__Collected data__.

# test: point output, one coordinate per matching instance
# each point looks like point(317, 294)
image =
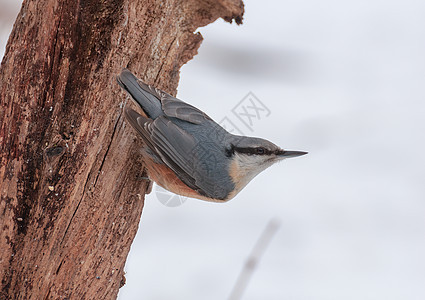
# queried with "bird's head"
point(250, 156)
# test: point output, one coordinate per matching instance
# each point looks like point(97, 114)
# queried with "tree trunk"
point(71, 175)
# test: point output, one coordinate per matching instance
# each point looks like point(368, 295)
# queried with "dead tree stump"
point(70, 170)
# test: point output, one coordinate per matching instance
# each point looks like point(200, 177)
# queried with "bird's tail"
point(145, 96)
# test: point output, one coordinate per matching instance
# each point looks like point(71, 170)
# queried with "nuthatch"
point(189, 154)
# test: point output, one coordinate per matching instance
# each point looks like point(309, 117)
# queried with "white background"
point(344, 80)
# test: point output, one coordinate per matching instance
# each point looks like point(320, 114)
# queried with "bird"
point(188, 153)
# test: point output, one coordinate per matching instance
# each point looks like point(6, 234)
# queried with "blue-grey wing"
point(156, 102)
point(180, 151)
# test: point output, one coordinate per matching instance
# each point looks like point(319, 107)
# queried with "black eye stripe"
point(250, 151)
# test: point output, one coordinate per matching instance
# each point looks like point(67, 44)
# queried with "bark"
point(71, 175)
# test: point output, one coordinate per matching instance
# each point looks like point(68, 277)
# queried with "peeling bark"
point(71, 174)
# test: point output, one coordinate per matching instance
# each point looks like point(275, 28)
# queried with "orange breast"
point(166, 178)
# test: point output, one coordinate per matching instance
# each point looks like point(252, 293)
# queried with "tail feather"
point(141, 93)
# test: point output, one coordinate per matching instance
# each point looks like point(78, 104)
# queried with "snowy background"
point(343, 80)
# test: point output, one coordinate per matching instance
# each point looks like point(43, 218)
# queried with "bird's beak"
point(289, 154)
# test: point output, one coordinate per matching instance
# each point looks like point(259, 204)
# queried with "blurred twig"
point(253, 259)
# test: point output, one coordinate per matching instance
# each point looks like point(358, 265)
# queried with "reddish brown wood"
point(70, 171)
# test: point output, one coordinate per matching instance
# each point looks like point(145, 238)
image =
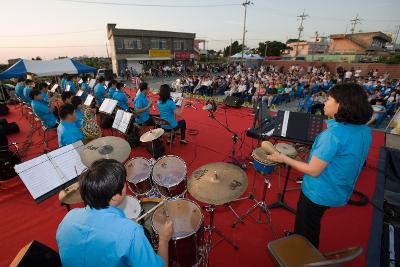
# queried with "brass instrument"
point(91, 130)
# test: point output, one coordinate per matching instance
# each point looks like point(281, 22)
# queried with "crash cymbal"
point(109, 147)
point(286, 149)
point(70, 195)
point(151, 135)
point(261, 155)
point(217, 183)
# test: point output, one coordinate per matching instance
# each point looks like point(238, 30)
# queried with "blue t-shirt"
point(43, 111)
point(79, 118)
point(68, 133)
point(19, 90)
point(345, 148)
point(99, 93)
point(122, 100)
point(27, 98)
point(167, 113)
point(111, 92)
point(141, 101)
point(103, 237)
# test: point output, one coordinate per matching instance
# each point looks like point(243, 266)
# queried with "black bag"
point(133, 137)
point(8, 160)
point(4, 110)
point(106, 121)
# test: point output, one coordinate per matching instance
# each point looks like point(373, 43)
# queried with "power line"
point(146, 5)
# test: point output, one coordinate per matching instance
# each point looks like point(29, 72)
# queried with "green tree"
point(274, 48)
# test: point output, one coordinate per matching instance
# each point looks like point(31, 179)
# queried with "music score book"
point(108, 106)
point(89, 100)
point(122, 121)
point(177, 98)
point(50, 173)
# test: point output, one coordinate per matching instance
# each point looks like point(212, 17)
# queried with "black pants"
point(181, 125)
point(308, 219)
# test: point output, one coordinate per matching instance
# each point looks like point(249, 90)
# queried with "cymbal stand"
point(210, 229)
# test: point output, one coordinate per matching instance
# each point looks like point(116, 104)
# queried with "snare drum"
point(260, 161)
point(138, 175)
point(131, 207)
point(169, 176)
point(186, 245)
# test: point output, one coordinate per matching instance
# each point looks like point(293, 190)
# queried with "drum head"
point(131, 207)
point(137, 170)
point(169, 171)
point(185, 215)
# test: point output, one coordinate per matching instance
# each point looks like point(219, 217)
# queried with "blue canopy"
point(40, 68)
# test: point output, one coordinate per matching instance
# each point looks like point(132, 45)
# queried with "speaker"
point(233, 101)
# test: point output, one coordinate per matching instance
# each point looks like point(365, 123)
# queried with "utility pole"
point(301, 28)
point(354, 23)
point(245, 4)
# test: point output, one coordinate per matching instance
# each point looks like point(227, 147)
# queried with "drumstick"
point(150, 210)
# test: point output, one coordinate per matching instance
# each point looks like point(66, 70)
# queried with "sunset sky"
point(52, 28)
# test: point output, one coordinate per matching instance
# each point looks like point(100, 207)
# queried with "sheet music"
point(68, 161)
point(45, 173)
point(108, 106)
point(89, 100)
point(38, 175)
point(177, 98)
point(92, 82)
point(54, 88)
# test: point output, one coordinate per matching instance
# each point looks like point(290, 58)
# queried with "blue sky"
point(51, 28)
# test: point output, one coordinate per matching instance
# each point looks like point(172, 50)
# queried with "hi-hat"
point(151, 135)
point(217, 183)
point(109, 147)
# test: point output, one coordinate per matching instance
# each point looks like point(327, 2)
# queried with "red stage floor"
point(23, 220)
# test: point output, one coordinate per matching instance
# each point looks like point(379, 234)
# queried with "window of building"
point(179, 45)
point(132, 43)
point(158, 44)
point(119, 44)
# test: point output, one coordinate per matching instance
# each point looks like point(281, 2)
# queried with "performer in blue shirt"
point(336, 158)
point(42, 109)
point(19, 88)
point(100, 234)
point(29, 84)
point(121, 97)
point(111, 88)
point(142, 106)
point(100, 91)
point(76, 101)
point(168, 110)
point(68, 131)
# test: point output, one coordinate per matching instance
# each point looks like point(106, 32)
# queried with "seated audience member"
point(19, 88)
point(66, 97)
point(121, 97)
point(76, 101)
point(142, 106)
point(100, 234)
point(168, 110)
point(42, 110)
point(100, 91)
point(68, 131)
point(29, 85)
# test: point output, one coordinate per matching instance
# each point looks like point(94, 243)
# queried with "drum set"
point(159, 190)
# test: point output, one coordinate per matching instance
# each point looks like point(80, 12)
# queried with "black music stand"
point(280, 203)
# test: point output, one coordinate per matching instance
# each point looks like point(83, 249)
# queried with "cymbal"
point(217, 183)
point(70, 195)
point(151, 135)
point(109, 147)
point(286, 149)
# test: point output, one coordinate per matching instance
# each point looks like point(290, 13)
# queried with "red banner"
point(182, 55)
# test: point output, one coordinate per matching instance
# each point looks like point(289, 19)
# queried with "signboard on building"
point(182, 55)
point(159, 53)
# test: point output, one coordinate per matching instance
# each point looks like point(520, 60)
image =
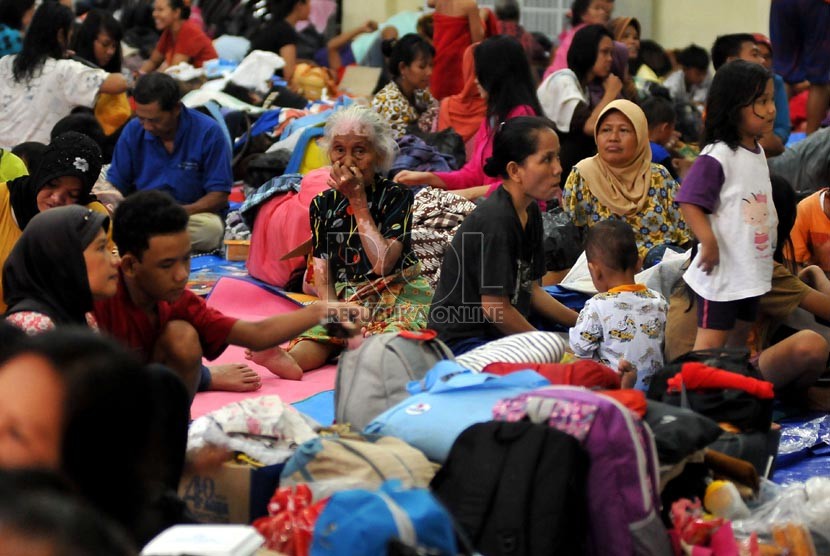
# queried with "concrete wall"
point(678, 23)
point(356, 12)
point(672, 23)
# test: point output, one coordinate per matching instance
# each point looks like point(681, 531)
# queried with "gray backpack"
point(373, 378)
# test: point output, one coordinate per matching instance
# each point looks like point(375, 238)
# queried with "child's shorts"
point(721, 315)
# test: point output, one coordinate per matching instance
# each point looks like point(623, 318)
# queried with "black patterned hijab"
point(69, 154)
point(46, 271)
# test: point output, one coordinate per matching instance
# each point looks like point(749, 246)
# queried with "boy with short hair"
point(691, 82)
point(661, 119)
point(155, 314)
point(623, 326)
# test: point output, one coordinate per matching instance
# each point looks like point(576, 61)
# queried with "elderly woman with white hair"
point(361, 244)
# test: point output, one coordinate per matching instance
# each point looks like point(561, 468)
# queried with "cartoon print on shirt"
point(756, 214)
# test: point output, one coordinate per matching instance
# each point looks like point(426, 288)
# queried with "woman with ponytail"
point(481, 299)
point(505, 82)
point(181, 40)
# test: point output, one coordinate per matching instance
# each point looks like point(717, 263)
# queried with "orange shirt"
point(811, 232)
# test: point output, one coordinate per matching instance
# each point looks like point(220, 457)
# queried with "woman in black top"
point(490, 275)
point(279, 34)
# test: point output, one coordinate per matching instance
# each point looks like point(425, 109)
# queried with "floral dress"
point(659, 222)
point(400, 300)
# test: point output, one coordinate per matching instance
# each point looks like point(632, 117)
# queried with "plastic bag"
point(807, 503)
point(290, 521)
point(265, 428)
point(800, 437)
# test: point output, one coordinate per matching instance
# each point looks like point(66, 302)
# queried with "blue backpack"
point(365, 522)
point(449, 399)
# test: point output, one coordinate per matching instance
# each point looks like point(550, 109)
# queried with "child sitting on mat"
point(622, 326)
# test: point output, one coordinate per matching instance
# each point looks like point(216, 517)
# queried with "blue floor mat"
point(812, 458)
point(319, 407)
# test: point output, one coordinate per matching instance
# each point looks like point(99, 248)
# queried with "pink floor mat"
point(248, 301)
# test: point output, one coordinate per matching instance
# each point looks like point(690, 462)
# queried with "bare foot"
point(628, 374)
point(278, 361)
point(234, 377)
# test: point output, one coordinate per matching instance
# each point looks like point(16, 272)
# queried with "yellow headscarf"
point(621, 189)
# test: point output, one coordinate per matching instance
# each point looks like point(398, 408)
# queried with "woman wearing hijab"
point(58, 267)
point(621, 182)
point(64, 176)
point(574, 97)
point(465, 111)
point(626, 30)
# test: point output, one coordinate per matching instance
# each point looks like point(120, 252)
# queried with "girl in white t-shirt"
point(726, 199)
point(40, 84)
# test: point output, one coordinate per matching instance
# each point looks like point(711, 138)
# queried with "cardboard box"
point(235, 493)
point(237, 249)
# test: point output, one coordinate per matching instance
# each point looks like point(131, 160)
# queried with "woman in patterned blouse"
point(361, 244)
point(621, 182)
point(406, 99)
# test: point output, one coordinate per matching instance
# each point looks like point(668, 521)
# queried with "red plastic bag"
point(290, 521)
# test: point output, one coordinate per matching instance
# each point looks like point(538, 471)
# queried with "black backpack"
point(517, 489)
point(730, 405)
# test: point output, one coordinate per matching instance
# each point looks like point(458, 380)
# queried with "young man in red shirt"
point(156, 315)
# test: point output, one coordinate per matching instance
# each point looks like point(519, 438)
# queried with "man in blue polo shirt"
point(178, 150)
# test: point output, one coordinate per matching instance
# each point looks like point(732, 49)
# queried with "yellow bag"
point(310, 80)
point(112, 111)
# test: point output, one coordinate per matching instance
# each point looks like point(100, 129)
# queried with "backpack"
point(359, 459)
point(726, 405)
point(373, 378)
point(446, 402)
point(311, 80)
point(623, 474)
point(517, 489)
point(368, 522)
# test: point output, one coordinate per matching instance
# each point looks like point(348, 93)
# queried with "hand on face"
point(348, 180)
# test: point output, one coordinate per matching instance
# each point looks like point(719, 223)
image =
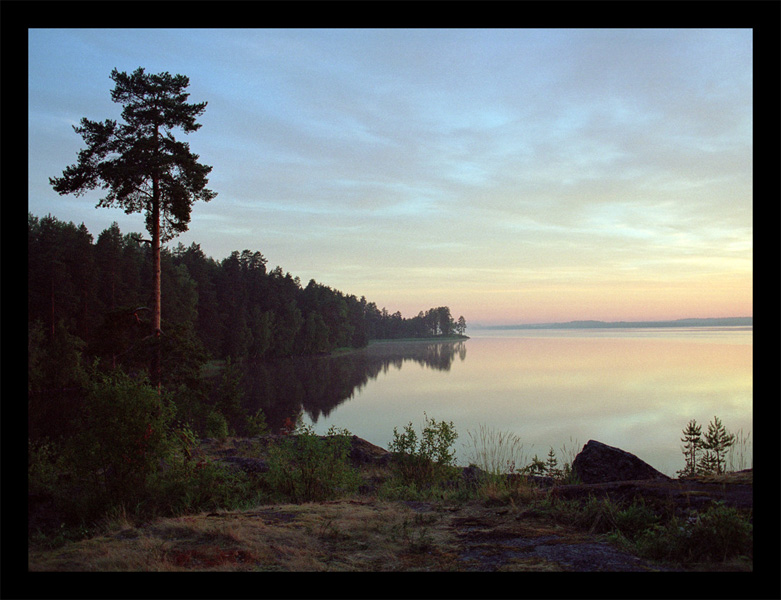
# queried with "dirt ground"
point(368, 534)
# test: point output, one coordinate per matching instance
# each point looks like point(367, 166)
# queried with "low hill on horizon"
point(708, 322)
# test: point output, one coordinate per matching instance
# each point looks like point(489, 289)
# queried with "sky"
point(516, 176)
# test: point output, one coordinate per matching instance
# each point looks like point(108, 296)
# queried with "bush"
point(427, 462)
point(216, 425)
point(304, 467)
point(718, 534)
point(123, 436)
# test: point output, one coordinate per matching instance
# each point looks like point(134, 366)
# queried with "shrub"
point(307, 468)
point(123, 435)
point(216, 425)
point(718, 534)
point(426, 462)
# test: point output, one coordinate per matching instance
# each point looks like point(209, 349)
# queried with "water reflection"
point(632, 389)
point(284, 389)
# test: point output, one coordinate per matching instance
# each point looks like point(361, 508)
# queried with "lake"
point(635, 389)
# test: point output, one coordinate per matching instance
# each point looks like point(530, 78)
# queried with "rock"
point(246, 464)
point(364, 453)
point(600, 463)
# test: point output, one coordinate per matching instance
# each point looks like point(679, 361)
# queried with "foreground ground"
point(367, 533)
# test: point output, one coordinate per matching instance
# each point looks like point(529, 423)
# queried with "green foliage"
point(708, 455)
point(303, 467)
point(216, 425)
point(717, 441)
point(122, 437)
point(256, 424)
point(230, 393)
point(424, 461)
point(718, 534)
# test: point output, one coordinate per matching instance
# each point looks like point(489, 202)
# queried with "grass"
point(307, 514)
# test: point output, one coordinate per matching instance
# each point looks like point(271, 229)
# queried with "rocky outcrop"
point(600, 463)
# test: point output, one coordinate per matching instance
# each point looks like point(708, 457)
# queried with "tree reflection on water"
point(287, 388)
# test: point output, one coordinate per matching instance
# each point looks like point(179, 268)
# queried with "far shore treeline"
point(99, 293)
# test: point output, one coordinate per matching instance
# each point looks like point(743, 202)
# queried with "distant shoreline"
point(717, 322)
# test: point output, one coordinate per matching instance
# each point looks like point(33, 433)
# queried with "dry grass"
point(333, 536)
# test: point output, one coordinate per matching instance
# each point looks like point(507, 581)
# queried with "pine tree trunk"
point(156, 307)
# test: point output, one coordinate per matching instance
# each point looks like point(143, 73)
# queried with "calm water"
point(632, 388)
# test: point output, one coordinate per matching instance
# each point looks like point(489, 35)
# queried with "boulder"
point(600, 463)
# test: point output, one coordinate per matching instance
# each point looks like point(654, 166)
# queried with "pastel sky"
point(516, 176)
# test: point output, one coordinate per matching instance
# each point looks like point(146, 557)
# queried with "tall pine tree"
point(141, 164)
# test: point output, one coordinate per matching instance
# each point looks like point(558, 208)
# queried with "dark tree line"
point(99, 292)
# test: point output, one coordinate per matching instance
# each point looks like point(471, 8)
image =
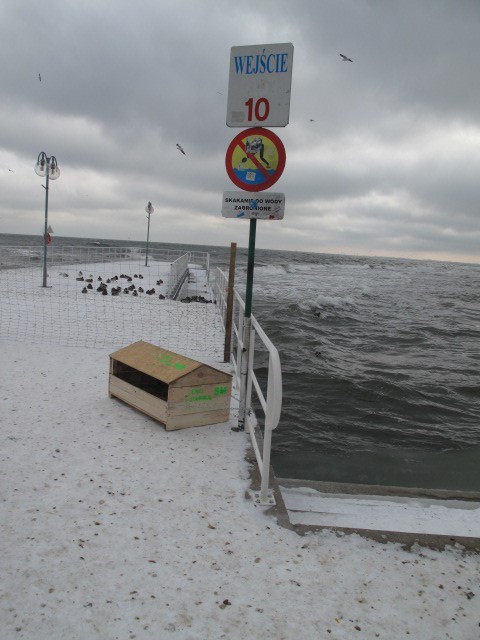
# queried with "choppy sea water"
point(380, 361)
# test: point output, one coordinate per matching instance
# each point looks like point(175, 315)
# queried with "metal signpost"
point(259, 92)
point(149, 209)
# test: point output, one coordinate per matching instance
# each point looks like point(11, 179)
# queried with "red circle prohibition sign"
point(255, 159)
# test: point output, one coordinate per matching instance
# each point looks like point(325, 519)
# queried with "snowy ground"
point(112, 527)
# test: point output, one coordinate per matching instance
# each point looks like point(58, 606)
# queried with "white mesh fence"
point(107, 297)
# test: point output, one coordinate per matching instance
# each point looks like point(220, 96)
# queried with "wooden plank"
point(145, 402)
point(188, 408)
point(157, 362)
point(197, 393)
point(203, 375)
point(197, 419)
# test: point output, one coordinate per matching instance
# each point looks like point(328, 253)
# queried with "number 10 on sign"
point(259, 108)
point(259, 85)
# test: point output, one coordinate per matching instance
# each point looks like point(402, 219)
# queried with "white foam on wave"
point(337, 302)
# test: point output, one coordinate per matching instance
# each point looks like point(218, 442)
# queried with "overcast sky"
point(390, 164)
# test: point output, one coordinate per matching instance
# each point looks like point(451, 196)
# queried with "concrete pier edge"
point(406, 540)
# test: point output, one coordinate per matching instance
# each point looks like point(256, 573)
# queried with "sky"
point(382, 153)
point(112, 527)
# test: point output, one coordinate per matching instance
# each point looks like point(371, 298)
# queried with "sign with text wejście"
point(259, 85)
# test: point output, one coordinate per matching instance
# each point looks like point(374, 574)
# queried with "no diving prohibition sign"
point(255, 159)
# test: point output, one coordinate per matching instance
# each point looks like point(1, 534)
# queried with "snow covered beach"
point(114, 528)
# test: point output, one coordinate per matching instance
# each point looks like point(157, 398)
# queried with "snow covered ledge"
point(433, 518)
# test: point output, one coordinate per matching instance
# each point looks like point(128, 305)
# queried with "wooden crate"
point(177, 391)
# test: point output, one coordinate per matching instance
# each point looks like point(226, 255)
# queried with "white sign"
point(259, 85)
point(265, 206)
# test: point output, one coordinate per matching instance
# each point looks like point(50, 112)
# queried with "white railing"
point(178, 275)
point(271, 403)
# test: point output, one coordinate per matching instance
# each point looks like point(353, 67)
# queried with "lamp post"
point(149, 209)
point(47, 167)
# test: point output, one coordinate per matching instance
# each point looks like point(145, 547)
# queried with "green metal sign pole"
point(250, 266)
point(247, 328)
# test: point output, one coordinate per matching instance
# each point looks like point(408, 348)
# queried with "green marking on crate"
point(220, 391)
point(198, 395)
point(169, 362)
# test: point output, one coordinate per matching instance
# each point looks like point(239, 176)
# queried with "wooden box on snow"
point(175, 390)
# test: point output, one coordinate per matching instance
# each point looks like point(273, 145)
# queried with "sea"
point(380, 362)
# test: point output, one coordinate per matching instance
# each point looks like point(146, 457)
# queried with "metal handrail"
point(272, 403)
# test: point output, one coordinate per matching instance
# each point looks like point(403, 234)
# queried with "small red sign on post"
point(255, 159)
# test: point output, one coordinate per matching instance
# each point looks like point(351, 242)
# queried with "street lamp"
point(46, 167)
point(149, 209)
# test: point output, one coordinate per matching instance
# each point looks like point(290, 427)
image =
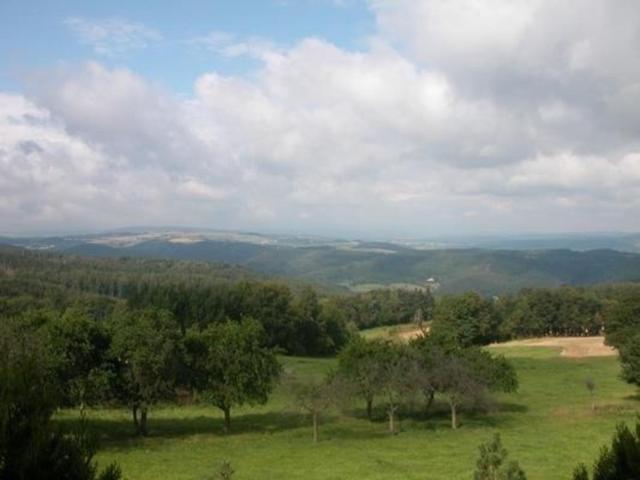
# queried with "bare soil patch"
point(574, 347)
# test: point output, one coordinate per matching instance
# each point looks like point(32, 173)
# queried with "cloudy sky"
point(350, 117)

__TASK OBJECTIVE__.
Edit the entries starting at the beginning and ending at the line that contains "point(189, 154)" by replacing "dead tree stump" with "old tree stump" and keeping everything else the same. Leave the pictures out of your answer.

__FULL SOLUTION__.
# test: point output, one coordinate per matching instance
# each point looks like point(317, 294)
image =
# queried with "bird's head"
point(250, 156)
# test: point output, one coordinate per matching instance
# each point looks like point(97, 114)
# queried with "tree trunk"
point(71, 175)
# test: point output, one coordinate per matching instance
# each point looks like point(368, 295)
# queried with "old tree stump"
point(70, 170)
# test: point output, one coordinate per matching instance
# each point looks like point(200, 177)
# queried with "bird's tail"
point(145, 96)
# test: point output, one coordinate per matching instance
# each point looks like point(71, 170)
# queried with "nuthatch"
point(189, 154)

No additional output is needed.